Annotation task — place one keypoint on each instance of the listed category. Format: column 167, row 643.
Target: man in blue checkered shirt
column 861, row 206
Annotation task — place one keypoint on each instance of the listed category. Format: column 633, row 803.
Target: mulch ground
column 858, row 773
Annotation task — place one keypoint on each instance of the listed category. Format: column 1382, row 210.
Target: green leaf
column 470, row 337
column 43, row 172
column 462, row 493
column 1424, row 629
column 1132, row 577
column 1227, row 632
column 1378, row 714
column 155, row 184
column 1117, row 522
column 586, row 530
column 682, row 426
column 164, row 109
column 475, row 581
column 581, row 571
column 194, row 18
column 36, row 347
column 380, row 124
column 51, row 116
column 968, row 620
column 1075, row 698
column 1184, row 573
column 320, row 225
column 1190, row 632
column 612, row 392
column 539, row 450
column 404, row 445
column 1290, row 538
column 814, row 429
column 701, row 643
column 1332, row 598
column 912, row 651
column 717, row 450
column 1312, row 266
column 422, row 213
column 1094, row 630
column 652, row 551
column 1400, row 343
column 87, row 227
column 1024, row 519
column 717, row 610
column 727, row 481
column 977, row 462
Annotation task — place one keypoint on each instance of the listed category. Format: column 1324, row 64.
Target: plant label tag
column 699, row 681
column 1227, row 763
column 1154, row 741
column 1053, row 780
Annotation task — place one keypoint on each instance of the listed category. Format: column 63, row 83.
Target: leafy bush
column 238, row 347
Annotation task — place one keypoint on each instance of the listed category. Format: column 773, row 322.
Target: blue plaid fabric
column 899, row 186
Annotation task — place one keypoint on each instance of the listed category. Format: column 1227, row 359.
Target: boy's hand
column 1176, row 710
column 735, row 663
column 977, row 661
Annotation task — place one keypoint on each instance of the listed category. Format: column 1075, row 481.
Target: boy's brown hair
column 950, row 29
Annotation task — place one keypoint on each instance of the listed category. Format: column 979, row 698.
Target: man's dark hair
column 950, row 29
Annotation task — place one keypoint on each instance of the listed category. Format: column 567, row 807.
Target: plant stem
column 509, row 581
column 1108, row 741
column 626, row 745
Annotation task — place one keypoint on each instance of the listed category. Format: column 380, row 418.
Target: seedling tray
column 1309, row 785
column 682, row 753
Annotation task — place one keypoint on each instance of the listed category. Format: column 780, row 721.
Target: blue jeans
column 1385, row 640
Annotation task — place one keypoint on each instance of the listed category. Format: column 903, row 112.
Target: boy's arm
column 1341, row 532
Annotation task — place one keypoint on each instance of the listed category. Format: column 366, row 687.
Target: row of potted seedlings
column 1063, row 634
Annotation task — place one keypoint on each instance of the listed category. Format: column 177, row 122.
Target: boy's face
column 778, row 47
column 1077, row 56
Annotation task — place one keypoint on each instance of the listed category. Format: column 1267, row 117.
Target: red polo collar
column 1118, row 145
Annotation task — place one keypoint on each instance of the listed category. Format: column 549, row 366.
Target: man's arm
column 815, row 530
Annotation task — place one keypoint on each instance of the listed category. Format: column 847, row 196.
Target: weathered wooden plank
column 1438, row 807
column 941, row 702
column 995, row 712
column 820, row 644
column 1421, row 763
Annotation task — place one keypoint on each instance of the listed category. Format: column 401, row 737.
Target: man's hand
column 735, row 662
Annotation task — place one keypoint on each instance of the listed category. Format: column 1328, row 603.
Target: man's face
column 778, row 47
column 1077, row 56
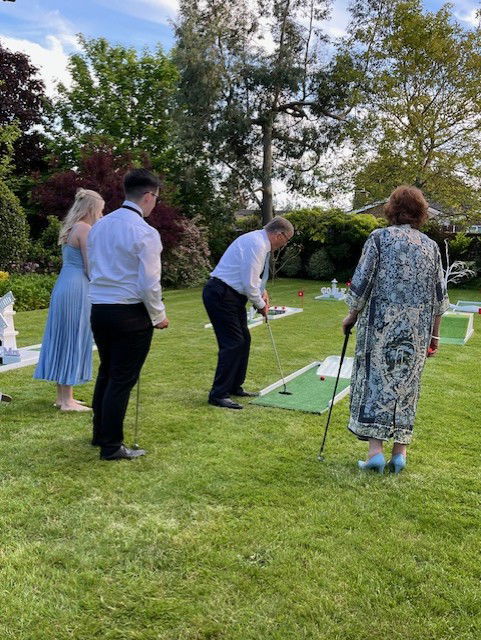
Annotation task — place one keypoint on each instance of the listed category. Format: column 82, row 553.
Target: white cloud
column 51, row 59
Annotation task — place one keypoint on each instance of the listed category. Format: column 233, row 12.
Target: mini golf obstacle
column 456, row 327
column 254, row 319
column 311, row 387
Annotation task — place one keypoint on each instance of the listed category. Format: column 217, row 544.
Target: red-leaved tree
column 186, row 250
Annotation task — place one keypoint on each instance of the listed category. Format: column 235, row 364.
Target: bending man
column 239, row 277
column 124, row 259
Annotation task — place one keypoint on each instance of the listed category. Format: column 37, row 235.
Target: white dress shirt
column 242, row 265
column 124, row 261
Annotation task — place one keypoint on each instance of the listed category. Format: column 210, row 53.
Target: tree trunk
column 267, row 204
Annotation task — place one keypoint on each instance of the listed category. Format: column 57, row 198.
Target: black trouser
column 122, row 333
column 227, row 312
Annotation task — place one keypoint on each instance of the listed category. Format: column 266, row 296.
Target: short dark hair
column 407, row 205
column 139, row 181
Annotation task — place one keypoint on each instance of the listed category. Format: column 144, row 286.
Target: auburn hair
column 407, row 205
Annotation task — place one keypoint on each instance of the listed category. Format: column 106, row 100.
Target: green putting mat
column 455, row 328
column 309, row 393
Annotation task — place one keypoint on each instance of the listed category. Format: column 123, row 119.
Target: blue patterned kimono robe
column 398, row 289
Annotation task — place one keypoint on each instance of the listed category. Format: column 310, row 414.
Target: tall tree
column 424, row 122
column 258, row 101
column 23, row 103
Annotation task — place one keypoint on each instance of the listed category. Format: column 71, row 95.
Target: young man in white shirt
column 235, row 280
column 126, row 296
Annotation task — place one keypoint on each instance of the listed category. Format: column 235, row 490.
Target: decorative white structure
column 8, row 335
column 457, row 271
column 332, row 292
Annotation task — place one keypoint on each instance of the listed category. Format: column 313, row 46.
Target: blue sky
column 45, row 29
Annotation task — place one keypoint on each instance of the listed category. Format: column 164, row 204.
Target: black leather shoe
column 123, row 453
column 240, row 393
column 226, row 403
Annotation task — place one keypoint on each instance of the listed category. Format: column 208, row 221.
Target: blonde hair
column 86, row 201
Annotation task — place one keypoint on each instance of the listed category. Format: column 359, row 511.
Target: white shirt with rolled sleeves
column 124, row 262
column 242, row 265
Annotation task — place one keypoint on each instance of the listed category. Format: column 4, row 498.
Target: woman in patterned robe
column 397, row 297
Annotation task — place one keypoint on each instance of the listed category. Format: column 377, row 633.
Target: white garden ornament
column 332, row 292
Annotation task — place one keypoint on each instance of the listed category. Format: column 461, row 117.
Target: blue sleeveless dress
column 66, row 353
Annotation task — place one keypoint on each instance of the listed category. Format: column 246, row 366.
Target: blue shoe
column 397, row 463
column 376, row 463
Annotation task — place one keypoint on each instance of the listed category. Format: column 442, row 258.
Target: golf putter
column 136, row 426
column 320, row 457
column 284, row 392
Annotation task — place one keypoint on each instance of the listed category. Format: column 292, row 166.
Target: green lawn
column 230, row 528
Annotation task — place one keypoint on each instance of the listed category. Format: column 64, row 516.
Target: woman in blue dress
column 397, row 297
column 66, row 353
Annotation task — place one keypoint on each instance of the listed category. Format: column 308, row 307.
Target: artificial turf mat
column 453, row 329
column 309, row 393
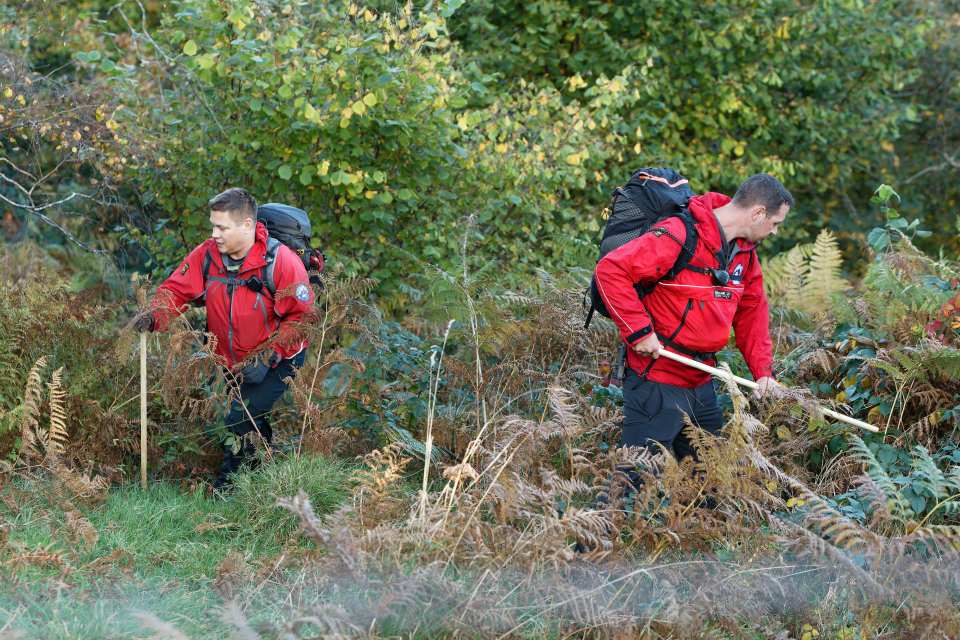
__________
● **WHAT TO WORK ON**: Only the lines from the line with "442, row 258." through the closing line of the data, both included, should be set down, exactly as written and without pictures.

● **OUTPUT OF THE TASK**:
Annotation task — place one keypoint on each instance of the listed category. Format: column 442, row 258.
Target: golf putter
column 136, row 426
column 320, row 457
column 284, row 392
Annotation task — place one keypoint on each instance of the listed category. Format: column 292, row 166.
Target: green lawn
column 230, row 528
Annotation task — place one keypoint on each instance of the listed category. Format: column 64, row 516.
Target: woman in blue dress
column 397, row 297
column 66, row 353
Annotation task — place one keypoint on each instance of the listed category. Format: column 308, row 307.
Target: artificial turf mat
column 453, row 329
column 309, row 393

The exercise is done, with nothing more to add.